---------- MATERIALS PROVIDED ----------
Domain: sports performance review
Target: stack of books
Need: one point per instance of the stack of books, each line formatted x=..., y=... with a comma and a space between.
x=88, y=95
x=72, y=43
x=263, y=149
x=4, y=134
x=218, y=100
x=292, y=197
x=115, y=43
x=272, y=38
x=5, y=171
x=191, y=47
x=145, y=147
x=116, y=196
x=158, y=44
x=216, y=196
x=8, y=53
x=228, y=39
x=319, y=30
----------
## TASK DETAILS
Arrange the lines of the items above as a numbered list, leaving out any blank lines.

## EXERCISE RESPONSE
1. Domain: sports performance review
2. Target: stack of books
3. Need: one point per instance of the stack of books, each line formatted x=..., y=... with a comma and a space between.
4. x=88, y=95
5. x=72, y=43
6. x=263, y=149
7. x=4, y=134
8. x=218, y=100
9. x=292, y=197
10. x=115, y=43
11. x=272, y=38
12. x=5, y=171
13. x=191, y=47
14. x=145, y=147
15. x=116, y=196
16. x=158, y=44
17. x=216, y=196
18. x=8, y=53
19. x=228, y=39
20. x=319, y=30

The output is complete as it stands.